» **Given passage**

********************

Monday, June 16, 2003

oh gee i couldn't see my page a while ago for like ... a week? and decided to shift it over to pitas.
http://sublimal.pitas.com
i think i prefer it over there ...
see ya guys over on the other side yea? :)
uh, and link me!

Thursday, June 12, 2003

met terese and grace after tuition today at mp library and i think it's really dominated by vj peeps haha.
well, we were SUPPOSED to meet at 9.30 am but everyone was home by that time.
sounds cheesey but well, 3 little pigs. haha *laughs at my stupid joke*
did some studying ... ate at starbucks as well! :)
i lyk the hot cocoa yummy yummy! and terese made use of her cardless atm for the first time.
came home and got screwed by mummy as usual.
she made some hurting comments but i guess i'm used to them?
i don't know, jux feeling jaded.

********************

» **Exercises**
1. Reproduce the portion of the blog entries starting with "Thursday, June 12, 2003" and going on through "jux feeling jaded.".
2. In the blog entries, what drink at Starbucks does the writer say they like?
The lines that come next are separate material and have no connection to the blog entries.

********************

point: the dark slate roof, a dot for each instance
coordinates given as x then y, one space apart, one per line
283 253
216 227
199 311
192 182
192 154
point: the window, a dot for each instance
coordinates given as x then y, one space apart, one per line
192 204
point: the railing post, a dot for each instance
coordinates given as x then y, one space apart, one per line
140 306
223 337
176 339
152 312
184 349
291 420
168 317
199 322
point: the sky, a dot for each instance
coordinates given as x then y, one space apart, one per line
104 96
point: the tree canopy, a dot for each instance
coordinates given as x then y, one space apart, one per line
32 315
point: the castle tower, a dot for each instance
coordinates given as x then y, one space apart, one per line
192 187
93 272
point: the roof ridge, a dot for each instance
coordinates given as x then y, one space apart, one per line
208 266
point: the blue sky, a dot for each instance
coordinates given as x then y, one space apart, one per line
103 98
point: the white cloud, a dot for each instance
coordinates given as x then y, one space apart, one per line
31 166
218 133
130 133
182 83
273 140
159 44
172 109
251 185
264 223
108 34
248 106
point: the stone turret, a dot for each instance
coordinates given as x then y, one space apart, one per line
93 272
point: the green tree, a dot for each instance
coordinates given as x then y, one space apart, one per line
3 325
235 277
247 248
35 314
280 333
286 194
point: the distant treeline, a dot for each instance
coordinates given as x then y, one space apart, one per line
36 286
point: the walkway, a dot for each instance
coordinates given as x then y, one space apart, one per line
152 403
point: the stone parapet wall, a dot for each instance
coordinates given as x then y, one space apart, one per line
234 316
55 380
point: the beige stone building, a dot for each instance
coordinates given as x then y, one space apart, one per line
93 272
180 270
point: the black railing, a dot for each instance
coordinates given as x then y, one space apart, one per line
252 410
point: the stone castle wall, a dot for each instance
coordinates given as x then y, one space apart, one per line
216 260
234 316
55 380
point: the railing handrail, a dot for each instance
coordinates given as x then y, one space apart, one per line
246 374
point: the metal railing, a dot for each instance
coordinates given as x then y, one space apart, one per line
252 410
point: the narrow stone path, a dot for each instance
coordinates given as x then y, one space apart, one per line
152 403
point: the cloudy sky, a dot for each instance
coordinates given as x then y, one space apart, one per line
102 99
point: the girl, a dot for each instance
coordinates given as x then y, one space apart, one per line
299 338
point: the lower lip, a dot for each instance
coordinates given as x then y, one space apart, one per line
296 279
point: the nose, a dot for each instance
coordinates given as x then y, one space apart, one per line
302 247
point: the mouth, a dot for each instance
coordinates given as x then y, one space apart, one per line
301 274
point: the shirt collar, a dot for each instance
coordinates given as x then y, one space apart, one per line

********************

» **Solutions in order**
1.
Thursday, June 12, 2003

met terese and grace after tuition today at mp library and i think it's really dominated by vj peeps haha.
well, we were SUPPOSED to meet at 9.30 am but everyone was home by that time.
sounds cheesey but well, 3 little pigs. haha *laughs at my stupid joke*
did some studying ... ate at starbucks as well! :)
i lyk the hot cocoa yummy yummy! and terese made use of her cardless atm for the first time.
came home and got screwed by mummy as usual.
she made some hurting comments but i guess i'm used to them?
i don't know, jux feeling jaded.

2. Hot cocoa.